**Directive**.
Give the lines of the material below as a numbered list, skipping any blank lines and leaving the pictures out.

**Records for this task**.
* * * * *

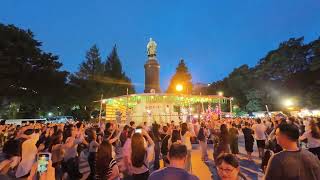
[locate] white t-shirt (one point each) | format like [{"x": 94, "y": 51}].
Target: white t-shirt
[
  {"x": 312, "y": 142},
  {"x": 259, "y": 131},
  {"x": 186, "y": 140},
  {"x": 93, "y": 146}
]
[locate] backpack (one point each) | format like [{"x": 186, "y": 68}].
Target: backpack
[
  {"x": 13, "y": 147},
  {"x": 164, "y": 145},
  {"x": 201, "y": 136}
]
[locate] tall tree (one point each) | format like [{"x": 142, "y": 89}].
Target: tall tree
[
  {"x": 30, "y": 78},
  {"x": 115, "y": 75},
  {"x": 182, "y": 77},
  {"x": 92, "y": 66}
]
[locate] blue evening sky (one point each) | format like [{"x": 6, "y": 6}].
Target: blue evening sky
[{"x": 213, "y": 36}]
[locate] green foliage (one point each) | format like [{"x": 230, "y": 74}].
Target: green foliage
[
  {"x": 96, "y": 78},
  {"x": 29, "y": 76},
  {"x": 31, "y": 84},
  {"x": 182, "y": 77}
]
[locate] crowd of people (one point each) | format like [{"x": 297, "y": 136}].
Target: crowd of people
[{"x": 289, "y": 148}]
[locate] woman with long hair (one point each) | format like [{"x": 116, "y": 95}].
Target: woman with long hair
[
  {"x": 223, "y": 144},
  {"x": 157, "y": 140},
  {"x": 248, "y": 139},
  {"x": 175, "y": 137},
  {"x": 57, "y": 153},
  {"x": 233, "y": 132},
  {"x": 105, "y": 166},
  {"x": 228, "y": 167},
  {"x": 141, "y": 155},
  {"x": 202, "y": 137},
  {"x": 185, "y": 136},
  {"x": 313, "y": 136}
]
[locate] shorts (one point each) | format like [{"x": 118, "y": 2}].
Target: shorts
[{"x": 261, "y": 143}]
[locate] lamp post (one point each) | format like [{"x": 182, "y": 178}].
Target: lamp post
[
  {"x": 101, "y": 102},
  {"x": 220, "y": 94},
  {"x": 231, "y": 99},
  {"x": 179, "y": 87}
]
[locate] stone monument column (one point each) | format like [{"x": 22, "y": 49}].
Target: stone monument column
[{"x": 152, "y": 67}]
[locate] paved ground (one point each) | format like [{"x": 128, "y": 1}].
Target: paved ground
[{"x": 207, "y": 171}]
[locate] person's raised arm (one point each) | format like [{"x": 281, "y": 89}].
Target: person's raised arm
[
  {"x": 115, "y": 173},
  {"x": 304, "y": 136}
]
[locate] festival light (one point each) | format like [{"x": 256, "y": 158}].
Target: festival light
[
  {"x": 288, "y": 103},
  {"x": 179, "y": 87}
]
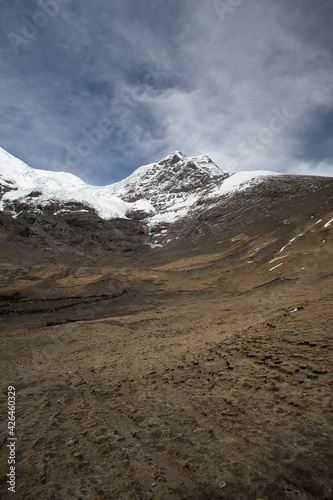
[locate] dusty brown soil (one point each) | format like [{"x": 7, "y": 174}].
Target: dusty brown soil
[{"x": 202, "y": 377}]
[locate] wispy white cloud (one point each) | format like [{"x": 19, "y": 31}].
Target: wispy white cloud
[{"x": 251, "y": 87}]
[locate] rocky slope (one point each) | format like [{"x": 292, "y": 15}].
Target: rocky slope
[{"x": 186, "y": 356}]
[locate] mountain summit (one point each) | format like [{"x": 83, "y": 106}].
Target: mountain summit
[{"x": 158, "y": 192}]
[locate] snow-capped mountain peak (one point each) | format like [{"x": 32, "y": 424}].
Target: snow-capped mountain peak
[{"x": 156, "y": 193}]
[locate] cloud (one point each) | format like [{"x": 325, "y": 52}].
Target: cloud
[{"x": 248, "y": 83}]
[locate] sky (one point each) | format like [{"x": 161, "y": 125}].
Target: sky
[{"x": 99, "y": 88}]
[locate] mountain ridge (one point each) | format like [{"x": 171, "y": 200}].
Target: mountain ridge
[{"x": 160, "y": 192}]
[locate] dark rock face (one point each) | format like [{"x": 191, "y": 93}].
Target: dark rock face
[{"x": 49, "y": 231}]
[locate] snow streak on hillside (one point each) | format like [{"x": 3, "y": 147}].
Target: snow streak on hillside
[{"x": 159, "y": 192}]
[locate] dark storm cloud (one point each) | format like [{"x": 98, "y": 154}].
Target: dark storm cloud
[{"x": 99, "y": 88}]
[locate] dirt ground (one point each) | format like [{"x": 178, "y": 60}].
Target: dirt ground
[{"x": 206, "y": 377}]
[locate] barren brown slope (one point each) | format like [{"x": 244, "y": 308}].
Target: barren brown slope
[{"x": 199, "y": 370}]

* * * * *

**Written response**.
1. [locate] white t-shirt (one point each) | format like [{"x": 94, "y": 51}].
2. Target: white t-shirt
3. [
4.   {"x": 312, "y": 142},
5.   {"x": 259, "y": 131},
6.   {"x": 186, "y": 140},
7.   {"x": 93, "y": 146}
8. ]
9. [locate] backpack (one point each) | format like [{"x": 186, "y": 68}].
10. Target: backpack
11. [
12.   {"x": 13, "y": 147},
13.   {"x": 164, "y": 145},
14.   {"x": 201, "y": 136}
15. ]
16. [locate] tall tree (one point each) | format like [{"x": 142, "y": 89}].
17. Target: tall tree
18. [
19.   {"x": 30, "y": 78},
20.   {"x": 115, "y": 75},
21.   {"x": 182, "y": 77},
22.   {"x": 92, "y": 66}
23. ]
24. [locate] blue evening sky (one point each) | format like [{"x": 6, "y": 6}].
25. Target: blue evening sky
26. [{"x": 213, "y": 36}]
27. [locate] green foliage (one point each) | format like [{"x": 230, "y": 74}].
28. Target: green foliage
29. [
30.   {"x": 96, "y": 78},
31.   {"x": 29, "y": 76},
32.   {"x": 31, "y": 84},
33.   {"x": 182, "y": 77}
34. ]
35. [locate] crowd of people (one point each) | format like [{"x": 297, "y": 136}].
36. Target: crowd of people
37. [{"x": 289, "y": 148}]
38. [locate] woman with long hair (one point each) | format like [{"x": 116, "y": 95}].
39. Target: woman with long hair
40. [
41.   {"x": 223, "y": 144},
42.   {"x": 157, "y": 140},
43.   {"x": 248, "y": 139},
44.   {"x": 175, "y": 137},
45.   {"x": 57, "y": 153},
46.   {"x": 233, "y": 132},
47.   {"x": 105, "y": 166},
48.   {"x": 228, "y": 167},
49.   {"x": 141, "y": 155},
50.   {"x": 202, "y": 137},
51.   {"x": 185, "y": 136},
52.   {"x": 313, "y": 136}
53. ]
54. [locate] shorts (one point each) | format like [{"x": 118, "y": 2}].
55. Target: shorts
56. [{"x": 261, "y": 143}]
57. [locate] lamp post (one point each) | format like [{"x": 182, "y": 178}].
58. Target: lamp post
59. [
60.   {"x": 101, "y": 102},
61.   {"x": 220, "y": 94},
62.   {"x": 231, "y": 99},
63.   {"x": 179, "y": 87}
64. ]
65. [locate] stone monument column (one point each) | format like [{"x": 22, "y": 49}].
66. Target: stone monument column
67. [{"x": 152, "y": 67}]
68. [locate] paved ground (one point each) | format like [{"x": 128, "y": 1}].
69. Target: paved ground
70. [{"x": 207, "y": 171}]
71. [locate] person's raised arm (one point each) | format like [{"x": 281, "y": 89}].
72. Target: person's raised arm
73. [
74.   {"x": 115, "y": 173},
75.   {"x": 304, "y": 136}
76. ]
77. [locate] festival light (one point each) | format like [{"x": 256, "y": 158}].
78. Target: festival light
79. [
80.   {"x": 288, "y": 103},
81.   {"x": 179, "y": 87}
82. ]
83. [locate] dusty brown soil (one point each) | format like [{"x": 7, "y": 174}].
84. Target: dusty brown soil
85. [{"x": 202, "y": 377}]
86. [locate] wispy white cloud (one point each) | format like [{"x": 19, "y": 31}].
87. Target: wispy white cloud
88. [{"x": 251, "y": 87}]
89. [locate] rocky slope (one point each) | format like [{"x": 292, "y": 15}].
90. Target: rocky slope
91. [{"x": 186, "y": 356}]
92. [locate] mountain summit (one point each) | format like [{"x": 83, "y": 106}].
93. Target: mountain summit
94. [{"x": 158, "y": 192}]
95. [locate] snow-capped mountain peak (one point each) | format like [{"x": 32, "y": 424}].
96. Target: snow-capped mountain peak
97. [{"x": 156, "y": 193}]
98. [locate] cloud (one point each) | format like [{"x": 325, "y": 52}].
99. Target: cloud
100. [{"x": 248, "y": 83}]
101. [locate] sky (one point each) | format like [{"x": 161, "y": 125}].
102. Target: sky
103. [{"x": 99, "y": 88}]
104. [locate] mountain ridge (one point each) | format like [{"x": 171, "y": 200}].
105. Target: mountain ridge
106. [{"x": 160, "y": 192}]
107. [locate] dark rock face (one point each) | format like [{"x": 191, "y": 93}].
108. Target: dark rock face
109. [{"x": 49, "y": 231}]
110. [locate] snow streak on hillside (one point each) | format like [{"x": 3, "y": 147}].
111. Target: snow streak on hillside
112. [{"x": 159, "y": 192}]
113. [locate] dark storm cloud (one point each) | format like [{"x": 98, "y": 154}].
114. Target: dark storm cloud
115. [{"x": 99, "y": 88}]
116. [locate] dirt ground (one point each) | format like [{"x": 178, "y": 60}].
117. Target: dirt ground
118. [{"x": 206, "y": 377}]
119. [locate] barren brown slope (one point each) | format like [{"x": 244, "y": 308}].
120. Target: barren brown slope
121. [{"x": 199, "y": 370}]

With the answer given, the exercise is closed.